▸ PAGE EXCERPT:
Spring, 2014
I wasn’t happy. I wasn’t hungry. I wasn’t having any fun. I was just feeling like a guilty useless mess with no appetite for my alleged passion. I was a deflated party balloon. On the advice of a friend, I decided to take some time off worrying about stand up (I wasn’t actually doing any stand up). My friend thought it would be good for me to simply cut the cord, stop dragging the dead dog of jilted promises around and maybe do some other stuff. She thought things had gotten stale, and that by doing other things, and with less expectation, it might freshen up my perspective and get me excited about excitement again. I agreed. I had become too serious. My plans had taken on a monstrous level of importance and severity. No wonder I wasn’t into doing my thing. I couldn’t see the joy in it. Comedy had become no laughing matter. And I was depressed. On the other hand, I had invested so much thought and angst, albeit very little action, into all of it. How could I just …stop? Wouldn’t that be even more painful? Even more depressing?
FLASHBACK TO ……
Winter, 2012
Following the other dream—the truly dead one:
When I moved to London, I got into teaching English as a foreign language (also known as EFL (UK) or ESL (US)). It’s something I had toyed with for a long time, and when I went there I decided to check it out. Okay, so there was a little mini-sized crisis involved too.
I had worked as a substitute teaching assistant for years in the US, and had signed up with an agency in London the instant I arrived, figuring I’d just continue making money that way. I knew the work, and it would keep a roof over my head while I spent the rest of my time figuring out how to become an international superstar. But the instant I got hired on with the agency I had a breakdown over the whole TA thing. I just couldn’t stand the idea of doing that kind of work anymore. It was hard, I had done it for a long time, and I had had enough of it. My TA tank was empty and I didn’t want to refill it. I wanted to do something else. I called the agency and told them, “Thanks, but no thanks.”

▸ EXCERPTED RECORDS:

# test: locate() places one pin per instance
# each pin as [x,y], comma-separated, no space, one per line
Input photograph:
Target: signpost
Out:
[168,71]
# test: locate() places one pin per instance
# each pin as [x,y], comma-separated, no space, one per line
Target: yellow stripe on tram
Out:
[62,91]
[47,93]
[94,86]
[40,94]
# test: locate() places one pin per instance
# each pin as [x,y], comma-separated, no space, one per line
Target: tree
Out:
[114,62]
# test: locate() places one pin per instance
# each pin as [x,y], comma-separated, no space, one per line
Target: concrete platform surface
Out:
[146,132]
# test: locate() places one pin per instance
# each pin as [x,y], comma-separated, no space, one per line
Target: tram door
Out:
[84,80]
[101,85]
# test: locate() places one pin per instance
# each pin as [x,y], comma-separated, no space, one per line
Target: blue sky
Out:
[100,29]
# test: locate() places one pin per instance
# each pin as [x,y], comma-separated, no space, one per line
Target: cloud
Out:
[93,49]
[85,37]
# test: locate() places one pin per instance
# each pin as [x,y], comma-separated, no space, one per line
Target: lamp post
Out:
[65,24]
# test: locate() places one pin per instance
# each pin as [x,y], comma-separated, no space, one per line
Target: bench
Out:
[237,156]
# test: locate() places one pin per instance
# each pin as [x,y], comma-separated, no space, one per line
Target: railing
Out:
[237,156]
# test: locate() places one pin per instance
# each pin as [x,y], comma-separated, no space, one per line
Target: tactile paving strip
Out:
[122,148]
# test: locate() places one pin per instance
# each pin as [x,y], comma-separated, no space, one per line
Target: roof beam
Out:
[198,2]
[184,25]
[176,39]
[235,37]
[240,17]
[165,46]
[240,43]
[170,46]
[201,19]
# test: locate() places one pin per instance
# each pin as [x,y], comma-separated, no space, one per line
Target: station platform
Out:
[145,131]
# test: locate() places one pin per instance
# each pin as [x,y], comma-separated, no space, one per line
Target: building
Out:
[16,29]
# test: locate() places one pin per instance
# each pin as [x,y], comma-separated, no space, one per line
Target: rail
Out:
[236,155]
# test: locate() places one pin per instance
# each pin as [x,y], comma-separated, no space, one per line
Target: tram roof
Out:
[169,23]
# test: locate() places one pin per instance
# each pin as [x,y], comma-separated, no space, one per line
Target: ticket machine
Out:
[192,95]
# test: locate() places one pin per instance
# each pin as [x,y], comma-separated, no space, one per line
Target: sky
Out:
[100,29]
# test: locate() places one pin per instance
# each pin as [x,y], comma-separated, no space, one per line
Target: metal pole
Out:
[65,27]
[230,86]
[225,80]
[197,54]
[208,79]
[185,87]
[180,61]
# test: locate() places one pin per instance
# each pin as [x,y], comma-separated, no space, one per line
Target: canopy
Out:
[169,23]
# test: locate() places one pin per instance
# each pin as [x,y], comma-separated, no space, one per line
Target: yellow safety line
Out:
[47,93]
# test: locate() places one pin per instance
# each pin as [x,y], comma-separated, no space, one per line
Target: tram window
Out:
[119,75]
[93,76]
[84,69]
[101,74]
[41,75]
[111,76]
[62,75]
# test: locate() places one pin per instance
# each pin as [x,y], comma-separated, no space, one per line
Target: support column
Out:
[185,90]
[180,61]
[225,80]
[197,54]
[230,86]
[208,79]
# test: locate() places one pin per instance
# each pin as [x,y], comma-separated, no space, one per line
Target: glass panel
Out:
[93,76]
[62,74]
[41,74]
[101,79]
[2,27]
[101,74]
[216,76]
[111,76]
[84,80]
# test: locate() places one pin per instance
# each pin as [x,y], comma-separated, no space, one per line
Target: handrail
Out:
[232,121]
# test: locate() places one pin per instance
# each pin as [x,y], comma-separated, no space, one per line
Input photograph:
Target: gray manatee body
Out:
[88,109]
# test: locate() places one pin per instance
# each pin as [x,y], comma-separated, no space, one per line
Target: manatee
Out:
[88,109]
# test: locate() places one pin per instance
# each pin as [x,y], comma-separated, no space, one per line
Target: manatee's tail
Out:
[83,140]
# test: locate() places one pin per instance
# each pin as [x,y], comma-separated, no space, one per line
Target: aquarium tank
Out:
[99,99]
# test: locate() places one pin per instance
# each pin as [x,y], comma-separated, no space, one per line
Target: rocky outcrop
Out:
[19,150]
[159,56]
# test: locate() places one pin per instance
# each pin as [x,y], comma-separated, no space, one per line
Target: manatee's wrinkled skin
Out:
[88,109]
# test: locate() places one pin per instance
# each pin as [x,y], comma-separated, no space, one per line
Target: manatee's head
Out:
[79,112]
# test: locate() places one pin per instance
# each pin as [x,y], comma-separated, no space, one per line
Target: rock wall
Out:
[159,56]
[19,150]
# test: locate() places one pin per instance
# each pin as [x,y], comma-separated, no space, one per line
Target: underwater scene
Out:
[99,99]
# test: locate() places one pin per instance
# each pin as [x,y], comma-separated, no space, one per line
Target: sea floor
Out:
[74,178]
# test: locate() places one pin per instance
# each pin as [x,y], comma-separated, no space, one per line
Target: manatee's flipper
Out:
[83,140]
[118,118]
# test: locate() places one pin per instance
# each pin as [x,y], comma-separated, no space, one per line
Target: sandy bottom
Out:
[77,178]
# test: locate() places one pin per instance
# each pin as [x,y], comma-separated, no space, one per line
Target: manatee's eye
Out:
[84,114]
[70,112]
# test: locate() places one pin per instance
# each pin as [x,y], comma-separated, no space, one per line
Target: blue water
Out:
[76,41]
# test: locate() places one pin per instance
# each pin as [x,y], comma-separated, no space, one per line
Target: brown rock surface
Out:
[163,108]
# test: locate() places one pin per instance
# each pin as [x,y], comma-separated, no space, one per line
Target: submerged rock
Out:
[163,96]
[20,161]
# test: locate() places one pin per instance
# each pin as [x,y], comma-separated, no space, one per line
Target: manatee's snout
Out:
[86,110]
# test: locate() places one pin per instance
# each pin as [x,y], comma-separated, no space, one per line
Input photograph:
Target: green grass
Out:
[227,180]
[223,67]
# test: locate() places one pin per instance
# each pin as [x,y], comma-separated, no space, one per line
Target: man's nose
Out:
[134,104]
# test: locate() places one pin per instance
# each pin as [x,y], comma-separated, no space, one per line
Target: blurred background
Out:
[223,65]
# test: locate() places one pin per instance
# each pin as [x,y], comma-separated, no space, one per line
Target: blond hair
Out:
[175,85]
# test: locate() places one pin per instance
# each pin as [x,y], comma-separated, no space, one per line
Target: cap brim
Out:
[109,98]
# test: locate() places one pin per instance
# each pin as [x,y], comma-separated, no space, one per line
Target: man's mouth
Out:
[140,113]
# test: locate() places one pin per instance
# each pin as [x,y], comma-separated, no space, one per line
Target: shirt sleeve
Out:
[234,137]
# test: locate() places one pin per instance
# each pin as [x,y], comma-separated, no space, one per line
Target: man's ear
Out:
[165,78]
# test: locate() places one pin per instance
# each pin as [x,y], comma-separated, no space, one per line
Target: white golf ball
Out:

▸ AIM: Can you extend the personal account above about stepping away from stand-up comedy, carrying it on from its final sentence?

▸ RESULT OF THE TASK:
At that time, I did manage to get some work as a server with a catering agency—my other professional milieu. Again, yuck. No, thanks. I lasted a month. My poorly paid shifts came to an end when I lost my job with that agency over a mistake they made, blamed me for, and then threatened to withhold pay for completed work over. That until I informed them that I was very well connected in the legal circles of London, that what they were proposing was illegal, and that I’d have them closed down if they even dared. It wasn’t true but they got scared enough to pay me immediately after that phone call. For whatever reason, though, they never gave me any more shifts.
So there I was. No income. No willingness to get into my old gig. I had to try something new. How about teaching English as a foreign language? That’ll be easy.
I went to schools to see about teaching opportunities. All of them required you to be certified in a standard system of training, and by a recognized and accredited training body. I was not. I had had some related experience in classrooms from my TA work in the US, and a bit of volunteer experience, but it wasn’t enough. Nobody would hire me. I was doomed to either continue working as a TA (GOD NOOO!! PLEASE GOD NOOOO!!!) or as a server for another catering company (GOT ROPE?).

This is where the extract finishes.